Training will include communication procedures and the unit will be taught the rules of communicating through the radio and the telephone. These rules include speaking clearly and slowly without any accents and dialects, avoiding interference with other transmissions, assuming that anybody can listen and transmitting complete and concise messages. The unit will be taught phonetic alphabet which is used to spell out difficult and unusual words, transmit isolated letters and transmit each letter of abbreviations. In addition to this, the trainees will also learn procedural words, which are used to avoid confusion. Security violations are common and it is therefore important to protect information. Communication security includes using authentication, approved codes, monitoring radio receivers and limiting the use of radio transmitters, turning off radios at the same time and operating radios on low power (Hunsicker, 2010).

Personal protectors should have computer skills and be conversant with information technology and workings of the internet. This is because they will need to record information and communicate with the principal and other team members. He or she will have to create a principal’s profile. This profile will include information such as knowing the places where the principal often visits, knowing the people the principal associates with, knowing the principal’s preferences and prejudices, his or her private lifestyle and political persuasions. It would be impossible to have such information without the use of technology. This information is relevant to the protector since it will help him or her serve the principal better.

A protector’s work is a daily affair and they are in constant interaction with the principal. This means that they should get along well to avoid any conflicts and misunderstanding. Technology will also enable the protector to work various security devices such as surveillance systems and figure out encrypted messages and different codes. The unit will be taught about different technology and commonly used codes. They will be taught how different surveillance systems work, and how to collect and record information to include in their principal’s profile. This will be an intensive course and only those who pass it will be qualified.

Not everyone in the field of training personal protectors have the necessary resources or the needed knowledge to train protectors effectively. It is therefore important to choose a training facility, which has all the necessary equipment and resources required. In many cases, trainers concentrate on training protectors defensive techniques while leaving out protocol and ethics. What they fail to realize is that there are few opportunities where protectors have to show their combat skills and their firearms expertise. On the other hand, the protectors spend a lot of time with their principals and the principals judge them by how they behave. No principal want to be embarrassed or lose an opportunity because of his or her protector. Many protectors have lost their jobs and positions because they failed to behave properly or they let out information that they were not supposed to.

 

 

References

Executive Protection Institute (2011). EPI courses. Retrieved from http://www.personalprotection.com/courses.cfm

Holder, P., & Hawley, L. D. (1997). The executive protection professional’s guide. Oxford, UK: Butterworth-Heinemann

Hunsicker, A. (2010). Advanced skills in executive protection. Boca Raton, FL: Universal-Publishers.

International Foundation for Protection Officers. (2003). Protection officer training manual. Philadelphia, PA: Elsevier.

> [Required work]:
Reproduce the stretch of the text on training personal protectors from "Executive Protection Institute" through "Philadelphia, PA: Elsevier.", word for word. The entries that come next are separate material and have no connection to the text on training personal protectors.

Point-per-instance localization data
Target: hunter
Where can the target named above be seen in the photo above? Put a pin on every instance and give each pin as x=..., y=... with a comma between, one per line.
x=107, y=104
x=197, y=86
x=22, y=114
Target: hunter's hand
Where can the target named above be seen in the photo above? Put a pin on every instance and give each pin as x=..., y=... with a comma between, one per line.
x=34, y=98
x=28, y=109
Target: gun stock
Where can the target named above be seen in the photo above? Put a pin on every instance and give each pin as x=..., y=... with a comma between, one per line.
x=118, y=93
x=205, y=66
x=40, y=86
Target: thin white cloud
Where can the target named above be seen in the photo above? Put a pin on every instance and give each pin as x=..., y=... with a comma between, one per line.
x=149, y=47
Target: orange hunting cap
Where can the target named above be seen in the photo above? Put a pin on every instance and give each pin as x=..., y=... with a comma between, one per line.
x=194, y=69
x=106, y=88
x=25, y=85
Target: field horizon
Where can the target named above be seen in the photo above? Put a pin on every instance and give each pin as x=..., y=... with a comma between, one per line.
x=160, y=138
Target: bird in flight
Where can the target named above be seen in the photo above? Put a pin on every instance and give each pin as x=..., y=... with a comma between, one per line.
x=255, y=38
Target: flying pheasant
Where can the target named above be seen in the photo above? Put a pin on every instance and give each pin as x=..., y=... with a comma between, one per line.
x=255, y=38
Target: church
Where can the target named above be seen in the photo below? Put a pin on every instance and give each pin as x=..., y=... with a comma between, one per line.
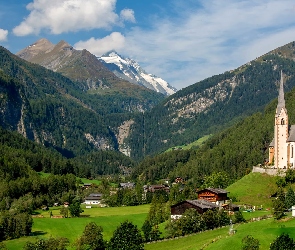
x=281, y=149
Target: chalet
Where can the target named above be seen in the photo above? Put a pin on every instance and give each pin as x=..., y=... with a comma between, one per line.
x=215, y=195
x=200, y=205
x=93, y=199
x=87, y=185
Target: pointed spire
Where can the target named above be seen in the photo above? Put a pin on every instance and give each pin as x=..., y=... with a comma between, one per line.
x=281, y=98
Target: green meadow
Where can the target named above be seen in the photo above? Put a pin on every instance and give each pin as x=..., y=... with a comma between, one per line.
x=265, y=231
x=254, y=189
x=108, y=218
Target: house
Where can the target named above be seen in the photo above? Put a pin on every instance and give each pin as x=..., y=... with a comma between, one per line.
x=154, y=188
x=215, y=195
x=87, y=185
x=93, y=199
x=129, y=185
x=200, y=205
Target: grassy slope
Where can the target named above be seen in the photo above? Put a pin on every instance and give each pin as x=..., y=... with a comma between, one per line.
x=108, y=218
x=254, y=188
x=265, y=231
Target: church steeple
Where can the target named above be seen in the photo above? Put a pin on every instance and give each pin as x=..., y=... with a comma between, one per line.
x=281, y=98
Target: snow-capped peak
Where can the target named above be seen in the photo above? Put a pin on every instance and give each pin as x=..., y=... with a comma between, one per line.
x=131, y=71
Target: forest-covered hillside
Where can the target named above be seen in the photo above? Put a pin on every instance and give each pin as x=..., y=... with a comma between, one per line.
x=49, y=108
x=233, y=152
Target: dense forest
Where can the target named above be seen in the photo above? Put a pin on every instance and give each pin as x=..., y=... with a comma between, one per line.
x=233, y=151
x=51, y=109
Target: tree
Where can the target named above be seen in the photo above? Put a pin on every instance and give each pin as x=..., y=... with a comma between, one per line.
x=283, y=242
x=279, y=204
x=49, y=244
x=92, y=237
x=64, y=211
x=3, y=246
x=290, y=198
x=75, y=209
x=126, y=237
x=249, y=243
x=239, y=217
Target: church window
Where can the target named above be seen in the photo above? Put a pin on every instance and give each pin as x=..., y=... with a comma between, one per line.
x=282, y=121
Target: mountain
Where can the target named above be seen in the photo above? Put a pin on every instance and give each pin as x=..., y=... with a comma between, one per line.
x=46, y=107
x=213, y=104
x=78, y=65
x=131, y=71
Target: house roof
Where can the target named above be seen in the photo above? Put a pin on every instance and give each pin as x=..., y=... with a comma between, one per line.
x=203, y=204
x=94, y=196
x=215, y=190
x=127, y=184
x=291, y=137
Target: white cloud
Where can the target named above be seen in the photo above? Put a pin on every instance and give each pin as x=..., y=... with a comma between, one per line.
x=210, y=37
x=115, y=41
x=59, y=16
x=3, y=34
x=127, y=15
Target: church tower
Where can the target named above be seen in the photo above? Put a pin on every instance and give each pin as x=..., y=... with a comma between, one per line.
x=281, y=132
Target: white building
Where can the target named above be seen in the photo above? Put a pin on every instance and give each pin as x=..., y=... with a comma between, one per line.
x=93, y=199
x=281, y=149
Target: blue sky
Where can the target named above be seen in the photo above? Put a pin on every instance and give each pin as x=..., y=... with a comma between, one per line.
x=181, y=41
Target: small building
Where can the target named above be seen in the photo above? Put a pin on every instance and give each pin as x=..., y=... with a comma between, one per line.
x=200, y=205
x=93, y=199
x=215, y=195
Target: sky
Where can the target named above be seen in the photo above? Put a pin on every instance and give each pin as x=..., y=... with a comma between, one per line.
x=181, y=41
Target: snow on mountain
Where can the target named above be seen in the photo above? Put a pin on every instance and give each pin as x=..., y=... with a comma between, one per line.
x=131, y=71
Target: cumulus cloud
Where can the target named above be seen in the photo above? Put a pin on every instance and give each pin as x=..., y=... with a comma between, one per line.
x=59, y=16
x=115, y=41
x=127, y=15
x=210, y=37
x=3, y=34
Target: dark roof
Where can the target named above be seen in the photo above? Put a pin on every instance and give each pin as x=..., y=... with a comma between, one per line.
x=215, y=190
x=94, y=196
x=291, y=137
x=203, y=204
x=127, y=184
x=281, y=98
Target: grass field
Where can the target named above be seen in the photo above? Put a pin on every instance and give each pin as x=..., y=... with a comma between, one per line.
x=265, y=231
x=108, y=218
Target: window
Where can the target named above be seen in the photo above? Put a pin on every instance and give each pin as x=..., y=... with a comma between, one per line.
x=282, y=121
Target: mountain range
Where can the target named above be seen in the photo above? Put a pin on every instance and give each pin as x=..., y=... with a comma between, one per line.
x=77, y=112
x=84, y=67
x=131, y=71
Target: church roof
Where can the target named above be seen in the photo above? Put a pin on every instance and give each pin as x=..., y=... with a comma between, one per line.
x=281, y=98
x=291, y=137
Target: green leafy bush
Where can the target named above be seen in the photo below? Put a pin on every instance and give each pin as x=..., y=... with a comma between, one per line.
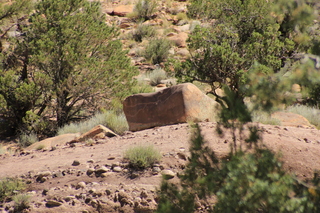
x=67, y=82
x=143, y=31
x=157, y=50
x=144, y=9
x=27, y=139
x=142, y=156
x=10, y=186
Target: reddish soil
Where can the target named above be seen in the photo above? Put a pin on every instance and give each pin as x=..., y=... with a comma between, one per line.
x=299, y=148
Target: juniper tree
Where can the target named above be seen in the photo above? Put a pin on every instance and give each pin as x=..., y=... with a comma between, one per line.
x=240, y=34
x=71, y=61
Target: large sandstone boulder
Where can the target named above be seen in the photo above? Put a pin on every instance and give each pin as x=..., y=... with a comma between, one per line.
x=176, y=104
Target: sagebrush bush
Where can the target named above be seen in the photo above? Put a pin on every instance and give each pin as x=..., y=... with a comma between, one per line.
x=142, y=156
x=157, y=50
x=27, y=139
x=182, y=16
x=9, y=186
x=144, y=9
x=143, y=31
x=115, y=121
x=156, y=76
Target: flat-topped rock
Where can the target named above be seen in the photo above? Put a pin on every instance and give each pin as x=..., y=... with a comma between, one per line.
x=177, y=104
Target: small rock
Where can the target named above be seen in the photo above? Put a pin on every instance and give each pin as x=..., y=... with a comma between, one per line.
x=102, y=169
x=137, y=201
x=90, y=171
x=168, y=174
x=156, y=170
x=143, y=194
x=108, y=192
x=91, y=191
x=90, y=161
x=307, y=140
x=68, y=198
x=105, y=174
x=117, y=169
x=182, y=156
x=81, y=185
x=44, y=174
x=76, y=163
x=52, y=203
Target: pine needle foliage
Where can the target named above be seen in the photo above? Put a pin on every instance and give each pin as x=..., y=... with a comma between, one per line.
x=65, y=61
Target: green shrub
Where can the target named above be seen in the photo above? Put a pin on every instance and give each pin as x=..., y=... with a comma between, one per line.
x=115, y=121
x=21, y=202
x=9, y=187
x=27, y=139
x=182, y=16
x=40, y=147
x=312, y=114
x=143, y=31
x=144, y=9
x=142, y=156
x=157, y=50
x=156, y=76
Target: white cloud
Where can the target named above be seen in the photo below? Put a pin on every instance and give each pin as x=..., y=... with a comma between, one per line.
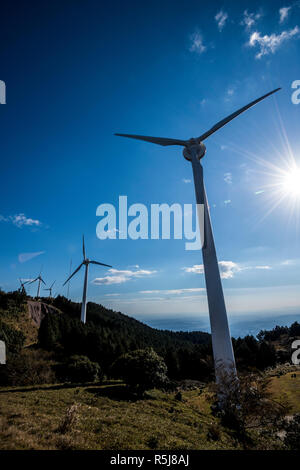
x=221, y=19
x=23, y=257
x=268, y=44
x=227, y=269
x=197, y=43
x=173, y=291
x=250, y=19
x=228, y=178
x=20, y=220
x=284, y=13
x=118, y=276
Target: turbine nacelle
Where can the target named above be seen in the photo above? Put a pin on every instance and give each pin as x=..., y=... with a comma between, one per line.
x=196, y=147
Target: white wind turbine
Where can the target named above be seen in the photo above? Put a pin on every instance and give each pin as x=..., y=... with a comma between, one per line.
x=193, y=151
x=85, y=262
x=39, y=279
x=22, y=286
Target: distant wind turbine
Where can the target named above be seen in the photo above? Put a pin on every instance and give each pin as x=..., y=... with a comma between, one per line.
x=50, y=289
x=85, y=262
x=39, y=279
x=193, y=151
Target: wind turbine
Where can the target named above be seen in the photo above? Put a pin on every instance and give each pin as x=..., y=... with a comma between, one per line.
x=193, y=151
x=50, y=289
x=22, y=288
x=85, y=262
x=39, y=279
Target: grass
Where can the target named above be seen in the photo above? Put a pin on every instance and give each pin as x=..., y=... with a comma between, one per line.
x=103, y=417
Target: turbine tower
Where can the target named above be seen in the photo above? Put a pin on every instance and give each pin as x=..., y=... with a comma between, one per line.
x=22, y=284
x=50, y=289
x=193, y=151
x=39, y=279
x=85, y=262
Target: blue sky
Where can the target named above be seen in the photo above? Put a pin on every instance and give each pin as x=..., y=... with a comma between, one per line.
x=76, y=72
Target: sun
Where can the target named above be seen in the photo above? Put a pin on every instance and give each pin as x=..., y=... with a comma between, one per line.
x=290, y=184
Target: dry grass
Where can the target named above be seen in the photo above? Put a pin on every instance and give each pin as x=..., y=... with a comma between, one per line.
x=104, y=418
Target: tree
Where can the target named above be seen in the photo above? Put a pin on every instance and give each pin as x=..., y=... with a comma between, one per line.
x=142, y=370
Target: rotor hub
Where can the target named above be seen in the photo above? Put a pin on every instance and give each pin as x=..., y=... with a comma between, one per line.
x=194, y=148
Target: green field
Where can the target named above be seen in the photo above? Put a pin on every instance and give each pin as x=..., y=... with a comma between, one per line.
x=288, y=388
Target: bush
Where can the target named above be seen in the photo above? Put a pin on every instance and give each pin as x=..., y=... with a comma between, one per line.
x=14, y=339
x=247, y=404
x=80, y=369
x=142, y=370
x=30, y=367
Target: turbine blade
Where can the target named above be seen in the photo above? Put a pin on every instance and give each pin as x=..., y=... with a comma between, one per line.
x=83, y=247
x=76, y=270
x=101, y=264
x=155, y=140
x=229, y=118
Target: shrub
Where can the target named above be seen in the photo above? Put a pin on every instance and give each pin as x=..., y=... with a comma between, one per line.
x=80, y=369
x=14, y=339
x=292, y=436
x=142, y=370
x=30, y=367
x=247, y=404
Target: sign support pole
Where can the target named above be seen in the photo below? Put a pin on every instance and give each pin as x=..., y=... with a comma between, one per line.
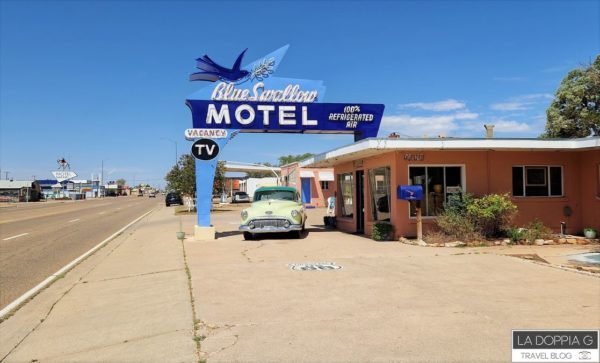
x=205, y=176
x=419, y=221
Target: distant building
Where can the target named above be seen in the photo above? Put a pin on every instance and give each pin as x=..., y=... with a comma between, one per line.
x=19, y=191
x=250, y=185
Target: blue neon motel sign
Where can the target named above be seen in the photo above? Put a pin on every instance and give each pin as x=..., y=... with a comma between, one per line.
x=251, y=99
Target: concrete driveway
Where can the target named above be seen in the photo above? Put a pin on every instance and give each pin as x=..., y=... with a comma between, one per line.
x=388, y=302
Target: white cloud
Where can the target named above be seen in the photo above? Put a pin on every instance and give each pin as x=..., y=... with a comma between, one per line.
x=466, y=115
x=535, y=96
x=429, y=125
x=509, y=79
x=511, y=126
x=446, y=105
x=509, y=106
x=523, y=102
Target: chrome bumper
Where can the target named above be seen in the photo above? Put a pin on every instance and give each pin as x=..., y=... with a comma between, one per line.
x=270, y=229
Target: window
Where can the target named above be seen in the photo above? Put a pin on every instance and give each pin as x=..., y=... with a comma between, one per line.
x=379, y=185
x=275, y=195
x=598, y=175
x=438, y=183
x=345, y=187
x=537, y=181
x=292, y=177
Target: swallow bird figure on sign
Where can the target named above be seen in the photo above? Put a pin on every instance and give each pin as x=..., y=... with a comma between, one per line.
x=213, y=72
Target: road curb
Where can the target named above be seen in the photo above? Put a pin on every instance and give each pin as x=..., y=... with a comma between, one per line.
x=35, y=290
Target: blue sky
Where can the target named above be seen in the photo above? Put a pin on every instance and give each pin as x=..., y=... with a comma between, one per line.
x=95, y=81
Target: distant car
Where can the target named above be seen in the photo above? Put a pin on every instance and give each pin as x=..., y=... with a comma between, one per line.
x=173, y=198
x=274, y=209
x=241, y=197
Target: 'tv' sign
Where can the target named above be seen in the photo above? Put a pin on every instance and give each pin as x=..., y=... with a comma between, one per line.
x=205, y=149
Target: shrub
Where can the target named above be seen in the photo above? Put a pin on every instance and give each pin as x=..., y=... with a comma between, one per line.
x=491, y=214
x=536, y=230
x=457, y=225
x=382, y=231
x=468, y=218
x=515, y=234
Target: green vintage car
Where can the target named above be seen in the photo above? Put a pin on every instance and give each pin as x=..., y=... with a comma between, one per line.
x=274, y=209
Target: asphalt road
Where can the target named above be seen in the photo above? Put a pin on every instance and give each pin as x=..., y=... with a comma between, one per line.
x=37, y=239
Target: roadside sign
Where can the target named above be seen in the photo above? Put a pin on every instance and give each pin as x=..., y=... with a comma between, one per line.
x=62, y=175
x=205, y=149
x=191, y=134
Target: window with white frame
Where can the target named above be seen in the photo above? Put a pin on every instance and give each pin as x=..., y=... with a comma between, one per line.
x=598, y=182
x=346, y=202
x=438, y=182
x=379, y=186
x=537, y=181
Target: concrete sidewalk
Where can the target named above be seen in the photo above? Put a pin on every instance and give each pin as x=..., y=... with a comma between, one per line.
x=129, y=302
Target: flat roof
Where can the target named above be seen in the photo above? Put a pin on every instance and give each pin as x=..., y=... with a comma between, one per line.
x=248, y=167
x=376, y=146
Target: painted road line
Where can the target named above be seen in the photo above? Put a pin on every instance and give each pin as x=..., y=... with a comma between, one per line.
x=29, y=294
x=17, y=236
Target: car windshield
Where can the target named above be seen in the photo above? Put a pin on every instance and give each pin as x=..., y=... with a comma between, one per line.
x=274, y=195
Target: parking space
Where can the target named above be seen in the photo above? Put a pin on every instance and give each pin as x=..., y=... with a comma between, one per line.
x=388, y=301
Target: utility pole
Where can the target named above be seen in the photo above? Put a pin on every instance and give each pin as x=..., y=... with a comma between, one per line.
x=102, y=179
x=174, y=143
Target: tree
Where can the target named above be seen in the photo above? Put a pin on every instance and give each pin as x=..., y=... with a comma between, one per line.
x=288, y=159
x=182, y=177
x=575, y=111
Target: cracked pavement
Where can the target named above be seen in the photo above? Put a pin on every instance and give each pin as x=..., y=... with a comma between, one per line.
x=128, y=302
x=389, y=302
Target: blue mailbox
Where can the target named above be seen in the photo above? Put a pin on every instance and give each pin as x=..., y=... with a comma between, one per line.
x=410, y=192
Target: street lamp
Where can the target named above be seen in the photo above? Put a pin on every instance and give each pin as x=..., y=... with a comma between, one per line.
x=174, y=143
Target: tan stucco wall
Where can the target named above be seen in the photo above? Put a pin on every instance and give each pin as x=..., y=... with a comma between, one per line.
x=491, y=172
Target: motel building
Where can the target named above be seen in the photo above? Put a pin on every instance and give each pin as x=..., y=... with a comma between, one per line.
x=552, y=180
x=315, y=185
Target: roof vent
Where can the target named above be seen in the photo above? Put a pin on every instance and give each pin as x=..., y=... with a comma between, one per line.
x=489, y=131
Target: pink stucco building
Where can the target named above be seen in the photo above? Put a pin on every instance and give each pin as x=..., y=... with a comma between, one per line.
x=315, y=185
x=552, y=180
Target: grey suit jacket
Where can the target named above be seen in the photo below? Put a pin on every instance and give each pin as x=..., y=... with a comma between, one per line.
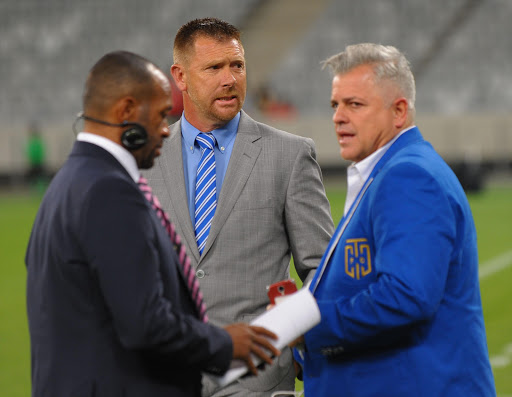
x=272, y=205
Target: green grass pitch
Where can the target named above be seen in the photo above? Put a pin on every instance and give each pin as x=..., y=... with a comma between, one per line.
x=492, y=211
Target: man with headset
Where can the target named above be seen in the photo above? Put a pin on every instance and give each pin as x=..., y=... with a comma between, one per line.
x=110, y=310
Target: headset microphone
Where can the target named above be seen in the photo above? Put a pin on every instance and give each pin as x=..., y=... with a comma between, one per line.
x=133, y=138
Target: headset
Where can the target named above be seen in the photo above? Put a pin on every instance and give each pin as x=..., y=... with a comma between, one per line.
x=132, y=138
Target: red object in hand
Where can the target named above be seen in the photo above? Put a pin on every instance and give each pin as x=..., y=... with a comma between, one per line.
x=280, y=289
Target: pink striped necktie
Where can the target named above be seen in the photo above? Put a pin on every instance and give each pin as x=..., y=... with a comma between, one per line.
x=188, y=271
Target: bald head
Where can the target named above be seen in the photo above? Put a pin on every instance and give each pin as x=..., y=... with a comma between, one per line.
x=117, y=75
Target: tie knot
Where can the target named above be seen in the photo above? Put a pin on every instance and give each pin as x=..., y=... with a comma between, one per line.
x=206, y=140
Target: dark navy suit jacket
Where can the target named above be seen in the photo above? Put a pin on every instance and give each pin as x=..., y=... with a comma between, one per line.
x=399, y=296
x=109, y=312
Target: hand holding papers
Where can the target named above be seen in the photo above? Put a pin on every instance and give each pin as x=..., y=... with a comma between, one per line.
x=290, y=319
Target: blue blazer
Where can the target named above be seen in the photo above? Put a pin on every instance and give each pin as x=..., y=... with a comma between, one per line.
x=399, y=295
x=108, y=308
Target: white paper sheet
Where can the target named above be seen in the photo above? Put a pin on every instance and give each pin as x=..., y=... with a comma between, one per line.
x=291, y=318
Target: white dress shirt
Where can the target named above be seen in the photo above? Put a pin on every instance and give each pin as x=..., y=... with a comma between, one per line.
x=122, y=155
x=358, y=173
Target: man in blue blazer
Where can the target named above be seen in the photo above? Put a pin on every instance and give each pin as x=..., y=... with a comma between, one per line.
x=398, y=285
x=110, y=312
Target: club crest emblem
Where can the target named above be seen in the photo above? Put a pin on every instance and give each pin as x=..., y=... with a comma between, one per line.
x=358, y=261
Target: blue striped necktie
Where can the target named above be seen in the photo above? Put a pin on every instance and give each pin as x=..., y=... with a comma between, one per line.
x=206, y=189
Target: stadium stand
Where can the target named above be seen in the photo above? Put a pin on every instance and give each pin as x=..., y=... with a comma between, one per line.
x=460, y=50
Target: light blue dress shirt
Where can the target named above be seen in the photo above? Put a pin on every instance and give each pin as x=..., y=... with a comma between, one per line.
x=225, y=137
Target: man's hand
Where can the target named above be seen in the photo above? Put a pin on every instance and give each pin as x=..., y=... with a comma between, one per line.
x=248, y=339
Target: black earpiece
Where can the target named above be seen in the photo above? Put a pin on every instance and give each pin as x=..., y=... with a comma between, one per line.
x=133, y=138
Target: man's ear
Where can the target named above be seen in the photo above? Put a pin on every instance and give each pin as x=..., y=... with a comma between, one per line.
x=179, y=77
x=125, y=109
x=400, y=112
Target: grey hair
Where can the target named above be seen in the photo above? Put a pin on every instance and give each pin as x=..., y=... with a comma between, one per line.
x=388, y=64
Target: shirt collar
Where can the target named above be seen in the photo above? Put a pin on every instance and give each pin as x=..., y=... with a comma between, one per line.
x=223, y=135
x=365, y=166
x=122, y=155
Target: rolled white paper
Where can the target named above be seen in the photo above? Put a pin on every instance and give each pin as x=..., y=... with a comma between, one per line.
x=291, y=318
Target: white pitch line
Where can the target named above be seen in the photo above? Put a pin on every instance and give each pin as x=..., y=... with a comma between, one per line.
x=495, y=265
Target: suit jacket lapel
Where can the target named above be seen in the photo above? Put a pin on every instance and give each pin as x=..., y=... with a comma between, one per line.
x=172, y=170
x=243, y=157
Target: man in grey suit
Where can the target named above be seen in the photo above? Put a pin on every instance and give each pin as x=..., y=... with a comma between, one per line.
x=268, y=198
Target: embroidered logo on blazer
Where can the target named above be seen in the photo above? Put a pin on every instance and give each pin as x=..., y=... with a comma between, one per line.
x=358, y=261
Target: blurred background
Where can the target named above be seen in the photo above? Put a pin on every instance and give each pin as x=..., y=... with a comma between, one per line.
x=460, y=52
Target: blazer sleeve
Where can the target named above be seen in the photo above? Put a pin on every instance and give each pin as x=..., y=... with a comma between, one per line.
x=119, y=238
x=414, y=229
x=307, y=212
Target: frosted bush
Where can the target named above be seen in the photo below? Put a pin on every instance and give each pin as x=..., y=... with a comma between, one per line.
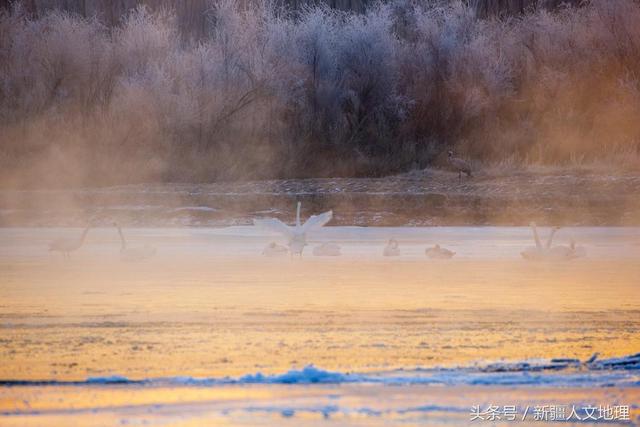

> [Answer to the exercise]:
Executive Protection Institute (2011). EPI courses. Retrieved from http://www.personalprotection.com/courses.cfm

Holder, P., & Hawley, L. D. (1997). The executive protection professional’s guide. Oxford, UK: Butterworth-Heinemann

Hunsicker, A. (2010). Advanced skills in executive protection. Boca Raton, FL: Universal-Publishers.

International Foundation for Protection Officers. (2003). Protection officer training manual. Philadelphia, PA: Elsevier.